__Task details__: Transcribe only the part of the listing below that begins at the line containing "[indicate] large leafy" and runs to its final line, keeping both ends.
▬▬▬▬▬▬
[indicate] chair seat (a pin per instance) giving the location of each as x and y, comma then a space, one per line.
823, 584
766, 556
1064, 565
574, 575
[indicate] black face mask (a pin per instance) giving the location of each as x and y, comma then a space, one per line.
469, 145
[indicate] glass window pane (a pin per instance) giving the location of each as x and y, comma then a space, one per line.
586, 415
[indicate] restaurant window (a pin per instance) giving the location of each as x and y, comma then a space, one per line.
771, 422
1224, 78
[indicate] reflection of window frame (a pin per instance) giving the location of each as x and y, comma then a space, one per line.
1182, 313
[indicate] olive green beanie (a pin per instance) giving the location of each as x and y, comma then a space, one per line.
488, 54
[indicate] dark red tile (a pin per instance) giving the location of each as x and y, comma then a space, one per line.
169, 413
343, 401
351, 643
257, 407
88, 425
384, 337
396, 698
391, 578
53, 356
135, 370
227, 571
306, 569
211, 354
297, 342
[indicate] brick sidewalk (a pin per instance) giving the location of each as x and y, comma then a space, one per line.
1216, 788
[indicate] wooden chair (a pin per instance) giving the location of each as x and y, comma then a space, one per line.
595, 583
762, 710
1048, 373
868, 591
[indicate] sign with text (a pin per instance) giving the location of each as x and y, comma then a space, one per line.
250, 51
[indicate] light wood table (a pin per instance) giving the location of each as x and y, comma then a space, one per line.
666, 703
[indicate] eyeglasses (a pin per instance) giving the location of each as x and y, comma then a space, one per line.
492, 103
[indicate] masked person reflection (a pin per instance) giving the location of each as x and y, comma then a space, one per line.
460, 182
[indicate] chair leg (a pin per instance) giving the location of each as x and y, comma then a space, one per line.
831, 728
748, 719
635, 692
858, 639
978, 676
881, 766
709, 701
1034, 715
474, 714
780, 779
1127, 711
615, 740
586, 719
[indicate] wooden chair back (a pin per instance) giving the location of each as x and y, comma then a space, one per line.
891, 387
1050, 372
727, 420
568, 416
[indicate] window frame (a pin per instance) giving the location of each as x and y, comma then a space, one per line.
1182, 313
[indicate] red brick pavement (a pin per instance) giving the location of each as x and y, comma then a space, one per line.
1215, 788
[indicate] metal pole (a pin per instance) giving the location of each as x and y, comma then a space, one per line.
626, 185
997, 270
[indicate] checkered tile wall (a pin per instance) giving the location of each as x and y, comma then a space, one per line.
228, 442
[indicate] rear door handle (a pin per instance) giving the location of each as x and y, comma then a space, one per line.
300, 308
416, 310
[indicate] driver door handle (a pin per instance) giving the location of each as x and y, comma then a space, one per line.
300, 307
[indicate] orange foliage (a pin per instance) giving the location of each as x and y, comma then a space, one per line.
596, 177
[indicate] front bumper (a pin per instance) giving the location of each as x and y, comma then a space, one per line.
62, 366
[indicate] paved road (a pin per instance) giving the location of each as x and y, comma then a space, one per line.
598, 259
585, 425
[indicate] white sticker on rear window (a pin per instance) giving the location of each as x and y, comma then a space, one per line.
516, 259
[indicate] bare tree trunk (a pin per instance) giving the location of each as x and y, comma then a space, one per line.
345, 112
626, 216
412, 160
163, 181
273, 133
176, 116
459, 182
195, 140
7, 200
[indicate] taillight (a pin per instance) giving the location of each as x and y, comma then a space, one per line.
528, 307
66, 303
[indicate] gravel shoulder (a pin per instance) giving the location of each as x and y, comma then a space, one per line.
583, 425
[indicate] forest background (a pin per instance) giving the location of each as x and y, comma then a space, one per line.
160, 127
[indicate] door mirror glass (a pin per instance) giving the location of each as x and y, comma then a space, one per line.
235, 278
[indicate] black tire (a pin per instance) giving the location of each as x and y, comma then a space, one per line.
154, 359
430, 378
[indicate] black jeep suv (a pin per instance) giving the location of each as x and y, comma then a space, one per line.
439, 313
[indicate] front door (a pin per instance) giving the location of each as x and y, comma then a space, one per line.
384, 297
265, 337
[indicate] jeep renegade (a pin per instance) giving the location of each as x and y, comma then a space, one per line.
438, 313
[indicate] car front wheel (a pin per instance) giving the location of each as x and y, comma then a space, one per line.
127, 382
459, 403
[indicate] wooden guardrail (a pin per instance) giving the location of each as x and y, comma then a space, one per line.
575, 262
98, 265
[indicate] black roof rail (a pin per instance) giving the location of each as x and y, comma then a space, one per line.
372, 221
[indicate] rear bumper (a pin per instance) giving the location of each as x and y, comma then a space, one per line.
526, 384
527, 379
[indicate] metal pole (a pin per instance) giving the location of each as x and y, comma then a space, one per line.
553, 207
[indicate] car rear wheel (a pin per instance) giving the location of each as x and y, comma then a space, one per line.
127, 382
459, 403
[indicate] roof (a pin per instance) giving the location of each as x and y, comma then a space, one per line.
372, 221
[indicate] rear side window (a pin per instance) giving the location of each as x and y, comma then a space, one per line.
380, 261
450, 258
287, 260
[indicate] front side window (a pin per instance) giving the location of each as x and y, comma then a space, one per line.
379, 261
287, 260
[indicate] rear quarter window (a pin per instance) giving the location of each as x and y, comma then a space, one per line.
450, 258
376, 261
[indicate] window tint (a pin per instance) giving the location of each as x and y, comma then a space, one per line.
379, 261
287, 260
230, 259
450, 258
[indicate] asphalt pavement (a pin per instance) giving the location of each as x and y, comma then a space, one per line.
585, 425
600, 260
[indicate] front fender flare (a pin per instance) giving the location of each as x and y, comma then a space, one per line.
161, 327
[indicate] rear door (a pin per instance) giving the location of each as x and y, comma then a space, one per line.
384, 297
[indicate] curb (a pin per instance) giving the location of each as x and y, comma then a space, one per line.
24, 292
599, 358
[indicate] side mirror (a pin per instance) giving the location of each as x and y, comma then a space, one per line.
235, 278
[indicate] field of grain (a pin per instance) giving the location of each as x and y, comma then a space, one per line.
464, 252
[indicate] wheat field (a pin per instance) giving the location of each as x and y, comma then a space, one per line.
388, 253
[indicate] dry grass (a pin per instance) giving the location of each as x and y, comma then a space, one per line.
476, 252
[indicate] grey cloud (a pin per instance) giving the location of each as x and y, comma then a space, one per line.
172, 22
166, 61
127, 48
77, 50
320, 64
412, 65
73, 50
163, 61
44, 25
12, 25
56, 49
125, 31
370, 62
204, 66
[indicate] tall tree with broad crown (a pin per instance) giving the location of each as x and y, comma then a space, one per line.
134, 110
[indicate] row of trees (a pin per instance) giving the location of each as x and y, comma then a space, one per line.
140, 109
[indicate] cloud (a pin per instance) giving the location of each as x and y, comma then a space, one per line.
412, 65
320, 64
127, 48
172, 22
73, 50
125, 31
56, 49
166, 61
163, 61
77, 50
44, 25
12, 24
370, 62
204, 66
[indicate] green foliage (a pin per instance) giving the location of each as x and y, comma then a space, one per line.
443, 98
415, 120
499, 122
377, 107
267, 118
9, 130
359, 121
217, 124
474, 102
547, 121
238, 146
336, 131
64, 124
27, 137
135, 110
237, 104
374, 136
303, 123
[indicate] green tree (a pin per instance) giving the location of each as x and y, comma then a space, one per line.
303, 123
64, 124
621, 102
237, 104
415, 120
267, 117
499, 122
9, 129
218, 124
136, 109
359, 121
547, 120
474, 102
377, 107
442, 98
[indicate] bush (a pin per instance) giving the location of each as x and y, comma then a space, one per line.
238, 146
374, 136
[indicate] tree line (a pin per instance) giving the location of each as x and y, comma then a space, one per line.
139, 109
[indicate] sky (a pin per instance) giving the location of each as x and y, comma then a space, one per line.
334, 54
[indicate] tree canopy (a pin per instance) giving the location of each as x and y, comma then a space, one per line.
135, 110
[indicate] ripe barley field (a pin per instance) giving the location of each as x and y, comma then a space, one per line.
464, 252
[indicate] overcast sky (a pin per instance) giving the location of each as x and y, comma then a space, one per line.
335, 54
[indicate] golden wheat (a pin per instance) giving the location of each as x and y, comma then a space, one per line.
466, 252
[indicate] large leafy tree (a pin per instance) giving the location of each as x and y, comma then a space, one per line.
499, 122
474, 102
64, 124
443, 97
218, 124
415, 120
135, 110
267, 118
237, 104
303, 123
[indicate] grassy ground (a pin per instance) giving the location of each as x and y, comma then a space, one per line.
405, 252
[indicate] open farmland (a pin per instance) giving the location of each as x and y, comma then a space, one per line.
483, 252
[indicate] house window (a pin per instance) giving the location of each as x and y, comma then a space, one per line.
▬▬▬▬▬▬
__Result of the task__:
[indicate] large leafy tree (a pin per instance) giving the location of each as x and y, comma then a space, one per line.
499, 122
474, 102
64, 124
443, 97
218, 124
415, 120
135, 110
267, 118
237, 104
303, 123
[indicate] grassy ground (a pin per instance) giving the location of each as x and y, comma then a space, one per line.
405, 252
[indicate] open farmland (a pin per instance) giving the location of each as x and y, comma then a space, one per line.
483, 252
[indicate] house window (a pin per instance) giving the location of each as x and y, comma then a space, one per line.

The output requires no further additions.